Aim of the exercise
Which lines in the records below contain the string "tree", with case counting? Pull out each of those lines and copy it in full.

Dataset items
++++++++++++++++++++

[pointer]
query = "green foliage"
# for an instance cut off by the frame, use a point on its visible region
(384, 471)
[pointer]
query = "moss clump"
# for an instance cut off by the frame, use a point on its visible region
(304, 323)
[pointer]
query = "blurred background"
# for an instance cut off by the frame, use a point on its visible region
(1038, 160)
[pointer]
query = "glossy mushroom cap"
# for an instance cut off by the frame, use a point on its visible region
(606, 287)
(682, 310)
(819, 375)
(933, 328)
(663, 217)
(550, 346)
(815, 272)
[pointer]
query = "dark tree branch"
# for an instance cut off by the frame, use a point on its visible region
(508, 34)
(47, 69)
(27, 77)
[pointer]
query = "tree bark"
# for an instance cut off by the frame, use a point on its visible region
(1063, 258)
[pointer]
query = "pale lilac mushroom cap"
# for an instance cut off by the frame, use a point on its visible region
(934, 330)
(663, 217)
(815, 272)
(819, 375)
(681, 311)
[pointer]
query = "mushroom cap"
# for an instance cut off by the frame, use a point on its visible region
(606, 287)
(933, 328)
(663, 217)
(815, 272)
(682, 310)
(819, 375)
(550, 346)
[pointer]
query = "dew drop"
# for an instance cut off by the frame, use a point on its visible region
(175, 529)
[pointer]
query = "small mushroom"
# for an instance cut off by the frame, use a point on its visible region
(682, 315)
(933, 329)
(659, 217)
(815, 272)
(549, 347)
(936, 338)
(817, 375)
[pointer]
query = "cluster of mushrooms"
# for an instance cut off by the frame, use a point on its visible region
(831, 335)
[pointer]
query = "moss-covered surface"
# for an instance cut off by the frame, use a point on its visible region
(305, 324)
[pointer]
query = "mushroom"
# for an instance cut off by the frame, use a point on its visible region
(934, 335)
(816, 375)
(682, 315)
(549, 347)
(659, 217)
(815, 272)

++++++++++++++++++++

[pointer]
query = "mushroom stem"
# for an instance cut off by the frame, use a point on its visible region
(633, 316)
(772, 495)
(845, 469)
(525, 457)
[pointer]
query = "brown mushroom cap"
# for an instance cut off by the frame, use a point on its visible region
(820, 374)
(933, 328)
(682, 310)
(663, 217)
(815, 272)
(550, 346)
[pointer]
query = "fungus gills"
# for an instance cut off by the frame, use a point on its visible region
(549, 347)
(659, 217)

++++++++++++++++++++

Expected output
query = "dark tree branch"
query = "tree bark"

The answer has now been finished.